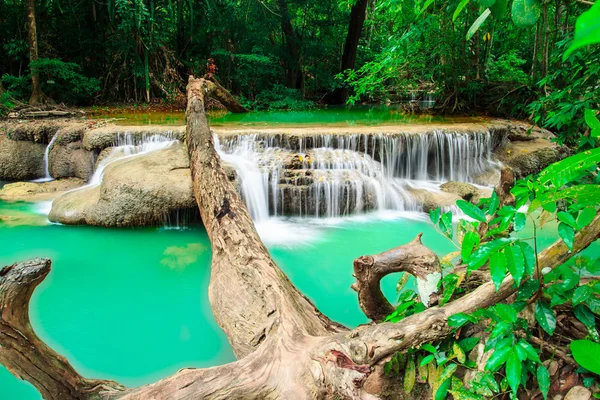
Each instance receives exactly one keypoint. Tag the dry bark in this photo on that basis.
(37, 97)
(287, 348)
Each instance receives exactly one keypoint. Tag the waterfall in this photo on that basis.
(47, 177)
(337, 175)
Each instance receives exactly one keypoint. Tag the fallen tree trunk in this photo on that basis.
(287, 348)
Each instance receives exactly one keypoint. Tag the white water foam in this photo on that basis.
(47, 177)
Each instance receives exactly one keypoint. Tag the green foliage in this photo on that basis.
(507, 67)
(587, 30)
(505, 252)
(61, 81)
(587, 354)
(279, 98)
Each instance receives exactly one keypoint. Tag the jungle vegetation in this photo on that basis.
(499, 57)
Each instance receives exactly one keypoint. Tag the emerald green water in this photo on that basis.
(340, 116)
(132, 305)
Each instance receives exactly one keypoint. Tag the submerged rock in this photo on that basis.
(30, 191)
(530, 153)
(466, 191)
(136, 191)
(431, 200)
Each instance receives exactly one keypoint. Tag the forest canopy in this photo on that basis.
(473, 56)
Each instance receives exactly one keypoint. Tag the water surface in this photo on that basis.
(330, 116)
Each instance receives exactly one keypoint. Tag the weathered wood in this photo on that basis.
(413, 258)
(288, 349)
(24, 354)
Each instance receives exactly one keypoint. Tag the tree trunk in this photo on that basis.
(295, 77)
(287, 348)
(357, 20)
(37, 97)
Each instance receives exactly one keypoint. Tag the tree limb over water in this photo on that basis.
(286, 347)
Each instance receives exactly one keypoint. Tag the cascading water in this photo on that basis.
(337, 175)
(47, 177)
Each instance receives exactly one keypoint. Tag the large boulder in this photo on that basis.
(430, 200)
(135, 191)
(528, 151)
(70, 160)
(465, 191)
(21, 160)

- - - - -

Problem statement: Copy each line in full and exactly, omitting any picture.

Task answer:
Each instance receives exactly one keypoint. Tag the dry bark in this photo on that basis.
(37, 97)
(287, 348)
Each instance receives exactly one keypoint. Tag the waterfall in this photo on that basis.
(47, 177)
(337, 175)
Each instance receives exactly one keypoint. Tag the fallen tree trunk in this photo on that basis.
(287, 348)
Each instance receives exactly one keypoint. Tag the white water foam in this photo on that basis.
(47, 177)
Each instance receives exactly one keypoint. Tag the green foliage in this photo on that basis.
(507, 67)
(587, 30)
(505, 252)
(61, 81)
(587, 354)
(279, 98)
Each instance receives exactly one keypoint. Tag the jungle vegetation in this photo on that basis.
(499, 57)
Each instance receives exactly one keypoint. Tag the emerald green water in this photo on that basis.
(340, 116)
(132, 305)
Each instance receives exactly one keypoint. Tag the submerged rock in this photo on that basis.
(30, 191)
(530, 153)
(466, 191)
(136, 191)
(431, 200)
Each instance receives exactly one keypoint. Tag the forest canopy in this photo on that basis.
(473, 56)
Each instance receives exactly one keypoint. Tag the water surface in this photo on that basis.
(330, 116)
Each instance receives exactly one keypoint. Tag the weathered wood in this photo on that basis.
(413, 258)
(288, 349)
(24, 354)
Each instance receives exactly one keypoint. Tag the tree trunk in this photo on that basis.
(295, 77)
(287, 348)
(357, 20)
(37, 97)
Each instance receives exactly one keypoint. Tag the tree limb over water in this photo on that basis.
(286, 347)
Each instance receives exactly one keypoint. Tag the cascading water in this photo on that basis.
(337, 175)
(47, 177)
Each instance receives exactly one keypoint. Tag the large boulder in this photo on that basis.
(430, 200)
(135, 191)
(528, 151)
(70, 160)
(465, 191)
(21, 160)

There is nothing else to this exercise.